# Rent apartments in Phuket



## Thaidreamer (Jul 25, 2009)

Hello expats!

I am really looking forward in Nov-December to be in Thailand once again but not only for pleasure this time.

I am really interested in finding a place, guest house or apartments for rent, like 10-15 rooms and make a decent living (in Thailand of course) out of it.

Areas like phuket, koh samui or even pattaya due to the amount of tourists that are visiting, i would prefer phuket but that depends on the market prices and where the best deal will present it self.

I have heard that you can rent a place like i mentioned above for all year round with approximately 400-500,000 baht per year??

Do you have any experience on the matter? and how much the cost of water and electricity can be every month? anything you can share with me will be appreciated.


Thanks a lot.

Thaidreamer


----------



## KhwaamLap (Feb 29, 2008)

Thaidreamer said:


> Hello expats!
> 
> I am really looking forward in Nov-December to be in Thailand once again but not only for pleasure this time.
> 
> ...



You could try: Buy or Sell a Thai Business - Thailand Forum or Classified ads business or Buy or Sell a Business in Thailand | Businesses for Sale in Thailand | Sunbelt Asia Co., Ltd

The former two are classified and the latter is a company that deals with foreign owned companies in Thailand and may well be of use setting it up legally (I have used them in the past and they are very forthcoming with info on the back of an out-of-the-blue email - great free information).


I have a commercial property in Chiang Mai (Cafe) - I bought the lease and pay a peppercorn rent (2,000 a month). Electricity is expensive in Thailand. Water is cheap. You can get BOI approval for a tourism related company (guest house/hotel) which will allow 100% foreign ownership (not the land though, just the business - you will probably have to lease the land/building).

Have you much experience running such things? I ran a restaurant in the UK for a few years before coming here - and even so I do not run the cafe as an investment or even a money making scheme, but as a way of employing family and paying day to day bills.

Exchange rates and weak west are not in your favour I might add, there are less people visiting and prices are relatively more expensive here now.

******

■ **Your objective**: According to the Phuket rental thread, what approval allows 100% foreign ownership of a guest house or hotel business?

Excerpts from a detection dataset:
******

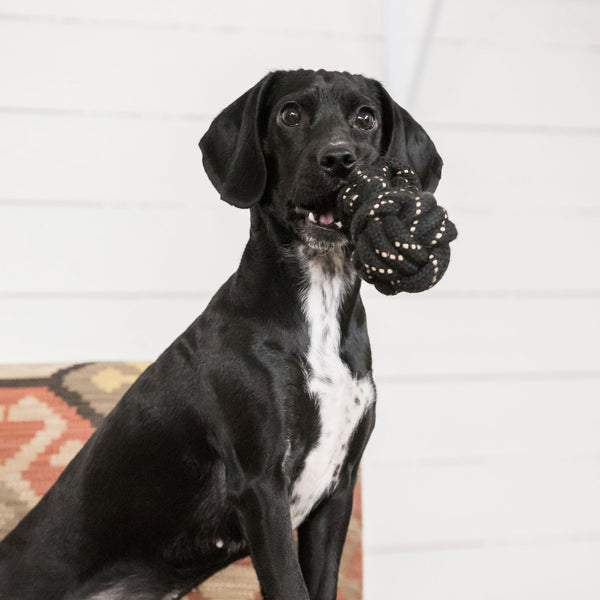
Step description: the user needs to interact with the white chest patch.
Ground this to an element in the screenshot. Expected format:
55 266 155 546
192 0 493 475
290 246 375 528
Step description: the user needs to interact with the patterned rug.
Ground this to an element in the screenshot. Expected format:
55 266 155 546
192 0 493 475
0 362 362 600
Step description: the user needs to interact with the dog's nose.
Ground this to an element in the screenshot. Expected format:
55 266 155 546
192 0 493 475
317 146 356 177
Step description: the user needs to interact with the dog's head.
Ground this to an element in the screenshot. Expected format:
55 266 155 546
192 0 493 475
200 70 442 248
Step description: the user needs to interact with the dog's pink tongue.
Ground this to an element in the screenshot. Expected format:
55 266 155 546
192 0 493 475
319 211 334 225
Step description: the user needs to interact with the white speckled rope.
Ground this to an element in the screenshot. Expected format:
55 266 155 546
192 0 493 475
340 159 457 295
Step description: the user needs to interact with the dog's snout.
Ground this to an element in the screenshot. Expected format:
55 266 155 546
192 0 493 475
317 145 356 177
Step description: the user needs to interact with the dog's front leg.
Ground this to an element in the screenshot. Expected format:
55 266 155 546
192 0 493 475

******

■ **Solution below**: BOI approval for a tourism-related company.